··· Excerpt ···

Project name

Integrated spatial planning and analysis to prioritise biodiversity conservation in Sri Lanka


Project status





EFL successfully concluded the project “Integrated Spatial Planning and Analysis to Prioritize Biodiversity Conservation in Sri Lanka” by disseminating the final outputs of the analysis to all the partners and stakeholders during a workshop held at the Water’s Edge, Battaramulla. This project, supported by the Secretariat of the Convention on Biological Diversity and the Japan Biodiversity Fund was conducted in partnership with the Biodiversity Secretariat Sri Lanka.

During December 2016, we presented our findings at the 13th meeting of the Conference of Parties (CoP 13) in Cancun, Mexico. The presentation was conducted by Mr. Leel Randeni, representing the National Biodiversity Secretariat. We presented our analysis which sought to identify conservation priorities in Sri Lanka, producing several socio-economic and infrastructural spatial overlays to identify areas of conflict in order to prioritize where conservation should take precedence over infrastructure and other development, and where mitigations could help minimize environmental impacts.

Sri Lanka is recognized as possessing globally important biodiversity. However, extensive conversion, fragmentation and pollution of natural ecosystems have placed this natural heritage under severe threat. Despite being an early signatory to the Convention on Biological Diversity, only 19% of the priority recommendations from the first National Biodiversity Strategic Action Plan (NBSAP) were achieved. This lack of progress was attributed to poor integration of biodiversity conservation targets and recommendations into the plans, policies and programmes of the development sector agencies.

The Government of Sri Lanka is now revising the National Physical Plan and Policy. There is an urgent need to identify and spatially map the biodiversity conservation priorities so they can be integrated into development plans. The objective of this project was to conduct a spatial analysis to identify biodiversity priorities at the national scale, vis-à-vis the NBSAP’s targets, that can be integrated into the National Physical Plan.

We continue to be engaged with the National Physical Planning Department to incorporate the recommendations put forth by this project.

···

### Work instructions
Reproduce word for word the passage of the Sri Lanka biodiversity project summary above, from "During December 2016, we" up to and including "minimize environmental impacts.".

··· Source material ···

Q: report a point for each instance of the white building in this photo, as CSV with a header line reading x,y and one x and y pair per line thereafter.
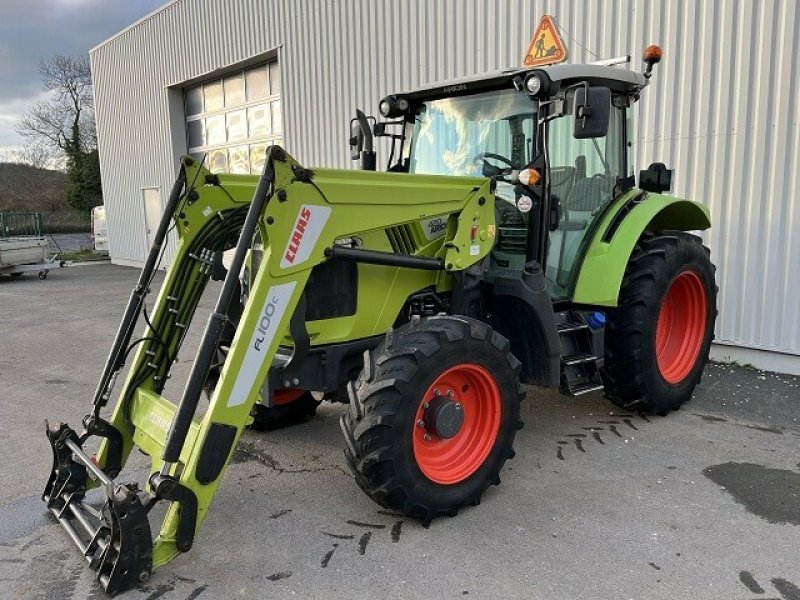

···

### Your solution
During December 2016, we presented our findings at the 13th meeting of the Conference of Parties (CoP 13) in Cancun, Mexico. The presentation was conducted by Mr. Leel Randeni, representing the National Biodiversity Secretariat. We presented our analysis which sought to identify conservation priorities in Sri Lanka, producing several socio-economic and infrastructural spatial overlays to identify areas of conflict in order to prioritize where conservation should take precedence over infrastructure and other development, and where mitigations could help minimize environmental impacts.